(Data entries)
++++++

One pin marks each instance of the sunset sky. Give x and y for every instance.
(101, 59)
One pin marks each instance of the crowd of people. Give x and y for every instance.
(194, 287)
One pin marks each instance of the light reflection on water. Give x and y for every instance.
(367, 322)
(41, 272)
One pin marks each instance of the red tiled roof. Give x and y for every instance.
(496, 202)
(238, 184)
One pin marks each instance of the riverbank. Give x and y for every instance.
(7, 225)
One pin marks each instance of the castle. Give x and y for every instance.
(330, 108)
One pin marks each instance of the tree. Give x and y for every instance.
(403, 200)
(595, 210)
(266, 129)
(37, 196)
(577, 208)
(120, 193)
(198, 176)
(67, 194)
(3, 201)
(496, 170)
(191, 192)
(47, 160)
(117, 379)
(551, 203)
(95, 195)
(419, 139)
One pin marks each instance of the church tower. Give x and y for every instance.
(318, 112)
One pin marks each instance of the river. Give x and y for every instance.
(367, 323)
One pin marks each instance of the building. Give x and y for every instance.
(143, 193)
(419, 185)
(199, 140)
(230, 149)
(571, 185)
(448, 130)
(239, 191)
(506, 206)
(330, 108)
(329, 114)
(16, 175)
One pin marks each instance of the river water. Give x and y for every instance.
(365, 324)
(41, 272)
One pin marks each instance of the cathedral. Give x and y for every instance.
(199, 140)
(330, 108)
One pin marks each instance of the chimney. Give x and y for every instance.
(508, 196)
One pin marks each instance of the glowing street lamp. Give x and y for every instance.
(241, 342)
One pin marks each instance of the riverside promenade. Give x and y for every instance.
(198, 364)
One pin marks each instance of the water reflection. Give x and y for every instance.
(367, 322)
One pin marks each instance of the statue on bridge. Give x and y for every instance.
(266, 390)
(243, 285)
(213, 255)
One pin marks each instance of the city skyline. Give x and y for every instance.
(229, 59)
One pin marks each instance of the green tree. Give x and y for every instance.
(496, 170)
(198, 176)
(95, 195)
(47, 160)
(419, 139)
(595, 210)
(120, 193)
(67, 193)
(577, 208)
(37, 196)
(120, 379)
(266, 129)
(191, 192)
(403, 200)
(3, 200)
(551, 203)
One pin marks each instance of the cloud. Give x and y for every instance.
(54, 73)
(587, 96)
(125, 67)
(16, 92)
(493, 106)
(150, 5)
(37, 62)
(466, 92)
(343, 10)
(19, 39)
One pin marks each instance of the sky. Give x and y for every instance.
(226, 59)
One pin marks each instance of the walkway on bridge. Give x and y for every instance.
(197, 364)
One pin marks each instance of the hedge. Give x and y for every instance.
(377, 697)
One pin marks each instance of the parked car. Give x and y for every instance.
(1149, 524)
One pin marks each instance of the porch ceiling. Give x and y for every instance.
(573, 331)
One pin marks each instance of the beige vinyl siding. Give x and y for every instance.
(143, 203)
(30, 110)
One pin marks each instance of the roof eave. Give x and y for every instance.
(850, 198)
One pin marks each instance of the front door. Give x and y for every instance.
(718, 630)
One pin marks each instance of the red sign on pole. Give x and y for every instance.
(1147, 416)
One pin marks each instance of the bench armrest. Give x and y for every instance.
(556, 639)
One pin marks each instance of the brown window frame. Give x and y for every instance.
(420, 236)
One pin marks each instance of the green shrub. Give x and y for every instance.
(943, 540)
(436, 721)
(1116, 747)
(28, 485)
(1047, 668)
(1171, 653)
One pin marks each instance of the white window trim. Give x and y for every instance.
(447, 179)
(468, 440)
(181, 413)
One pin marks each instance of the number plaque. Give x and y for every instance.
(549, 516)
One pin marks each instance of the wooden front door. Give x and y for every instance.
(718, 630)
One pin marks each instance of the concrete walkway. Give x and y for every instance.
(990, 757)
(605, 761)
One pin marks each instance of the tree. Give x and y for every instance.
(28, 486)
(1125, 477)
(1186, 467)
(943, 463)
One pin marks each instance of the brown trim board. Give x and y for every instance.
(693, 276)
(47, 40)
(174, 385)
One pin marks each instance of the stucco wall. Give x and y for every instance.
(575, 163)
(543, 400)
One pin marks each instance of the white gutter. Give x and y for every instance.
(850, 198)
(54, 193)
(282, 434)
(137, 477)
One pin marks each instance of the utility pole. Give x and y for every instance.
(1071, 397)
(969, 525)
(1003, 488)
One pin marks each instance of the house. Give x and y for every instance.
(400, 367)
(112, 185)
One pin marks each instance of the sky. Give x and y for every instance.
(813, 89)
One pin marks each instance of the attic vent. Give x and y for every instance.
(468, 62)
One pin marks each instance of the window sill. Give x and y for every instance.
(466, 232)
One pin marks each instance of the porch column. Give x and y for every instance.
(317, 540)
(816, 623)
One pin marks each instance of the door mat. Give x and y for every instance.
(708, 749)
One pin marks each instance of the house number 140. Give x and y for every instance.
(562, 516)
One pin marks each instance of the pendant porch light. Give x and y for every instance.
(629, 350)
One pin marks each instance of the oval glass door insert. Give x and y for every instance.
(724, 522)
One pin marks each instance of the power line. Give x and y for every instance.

++++++

What you will do:
Rewrite the stretch of lines from the one containing "One pin marks each instance of the white gutter." through the last line above, keeping every line in order. Increase each x and y coordinate by 63 and leave all other lines unchanged.

Task answer:
One pin marks each instance of the white gutter. Give x and y for every instance.
(913, 261)
(117, 256)
(345, 497)
(200, 540)
One pin marks each instance of the utility pole. Give x and y for every instance.
(1134, 460)
(1032, 588)
(1066, 551)
One pin marks each instance of the house. Give x and y for every instance.
(463, 430)
(175, 248)
One pin marks each instance of the sky. Give x and y for every instance.
(876, 152)
One pin marks each instance of the attic vent. Give x and y for every instance.
(531, 125)
One pin marks each instance of the window sill. Give x and y for every instance.
(529, 295)
One pin marks each instance of the porch column. Give x and y for every instance.
(380, 603)
(879, 686)
One pin marks each instance of the door mat. Give x and y for every instance.
(771, 812)
One pin marks each instance of the house number 140. Give x and y for every instance.
(625, 579)
One pin marks each instance of the pendant porch light. Give x and y for every instance.
(692, 413)
One pin marks each instance of the oval glass door insert. Give x and y for every instance.
(787, 585)
One pin marks each instance of the power line. Give x and y for every instance.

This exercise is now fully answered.